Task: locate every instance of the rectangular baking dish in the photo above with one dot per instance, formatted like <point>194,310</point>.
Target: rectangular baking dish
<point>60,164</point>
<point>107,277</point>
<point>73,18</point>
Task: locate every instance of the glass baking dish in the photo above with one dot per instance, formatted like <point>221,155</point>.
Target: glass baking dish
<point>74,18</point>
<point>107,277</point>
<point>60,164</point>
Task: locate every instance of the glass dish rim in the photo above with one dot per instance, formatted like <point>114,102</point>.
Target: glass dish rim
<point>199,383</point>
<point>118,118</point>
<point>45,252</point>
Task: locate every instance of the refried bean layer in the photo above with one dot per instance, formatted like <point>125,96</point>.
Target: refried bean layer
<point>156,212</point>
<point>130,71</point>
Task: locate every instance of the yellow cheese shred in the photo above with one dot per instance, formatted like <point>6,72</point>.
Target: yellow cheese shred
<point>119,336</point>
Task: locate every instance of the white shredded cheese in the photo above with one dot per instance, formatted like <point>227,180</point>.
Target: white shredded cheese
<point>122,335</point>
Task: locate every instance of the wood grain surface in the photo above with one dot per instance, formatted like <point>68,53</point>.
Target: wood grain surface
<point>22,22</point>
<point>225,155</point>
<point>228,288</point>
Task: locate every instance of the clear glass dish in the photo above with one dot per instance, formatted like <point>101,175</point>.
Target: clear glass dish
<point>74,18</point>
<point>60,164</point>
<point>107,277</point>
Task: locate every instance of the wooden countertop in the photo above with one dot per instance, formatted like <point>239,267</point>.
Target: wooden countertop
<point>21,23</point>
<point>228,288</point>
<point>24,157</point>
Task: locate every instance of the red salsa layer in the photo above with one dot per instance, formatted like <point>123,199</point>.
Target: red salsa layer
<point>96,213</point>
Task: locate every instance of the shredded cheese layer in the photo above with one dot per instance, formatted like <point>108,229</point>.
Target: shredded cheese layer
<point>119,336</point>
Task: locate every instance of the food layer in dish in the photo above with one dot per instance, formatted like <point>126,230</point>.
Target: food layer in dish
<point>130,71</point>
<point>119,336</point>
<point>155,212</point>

> _Task goal_: Format every line of the items above as a numbered list, leaving out blank lines.

> _Exercise response_:
1. Task: locate every instance of the rectangular baking dish in the photo above with one dot per instance, formatted like <point>194,310</point>.
2. Target: rectangular baking dish
3. <point>60,164</point>
4. <point>107,277</point>
5. <point>73,18</point>
6. Task: locate every instance of the glass baking dish in the photo above with one dot per instance, formatted like <point>221,155</point>.
7. Target: glass baking dish
8. <point>74,18</point>
9. <point>107,277</point>
10. <point>60,164</point>
11. Task: locate every instance of the glass dish rim in the photo above with one dot per instance, formatted like <point>114,102</point>.
12. Target: glass dish rim
13. <point>199,383</point>
14. <point>118,118</point>
15. <point>45,252</point>
16. Task: locate every instance of the refried bean layer in the photo above with one dot per instance, formatted like <point>125,96</point>.
17. Target: refried bean layer
18. <point>156,212</point>
19. <point>130,71</point>
20. Task: locate every instance of the yellow cheese shred in the photo above with one dot per instance, formatted like <point>6,72</point>.
21. Target: yellow cheese shred
22. <point>119,336</point>
23. Task: locate every instance of the white shredded cheese in the photo above with one dot per instance, formatted like <point>227,180</point>.
24. Target: white shredded cheese
25. <point>122,335</point>
26. Task: locate every instance of the wood grain surface in the photo above with one dot per instance, formatted like <point>68,53</point>.
27. Target: wood grain surface
28. <point>22,22</point>
29. <point>225,155</point>
30. <point>228,288</point>
31. Task: locate every instance of the clear glass dish in the photo above with one dot per instance, formatted like <point>101,175</point>.
32. Target: clear glass dish
33. <point>74,18</point>
34. <point>60,164</point>
35. <point>107,277</point>
36. Task: locate every instance of the wooden countertop in the photo above with one dot per instance, formatted like <point>239,267</point>.
37. Target: wooden countertop
38. <point>21,23</point>
39. <point>228,288</point>
40. <point>24,157</point>
41. Task: locate every instance of the red salsa layer in the photo above with one dot per instance, formatted like <point>123,199</point>.
42. Target: red salsa layer
43. <point>96,213</point>
44. Task: locate every instance of the shredded cheese layer in the photo above with one dot per instance, formatted like <point>108,229</point>.
45. Target: shredded cheese layer
46. <point>119,336</point>
47. Task: locate every instance of the food layer in dish in the photo above with one dot per instance, formatted like <point>126,230</point>.
48. Target: food layer in dish
49. <point>130,71</point>
50. <point>119,336</point>
51. <point>155,212</point>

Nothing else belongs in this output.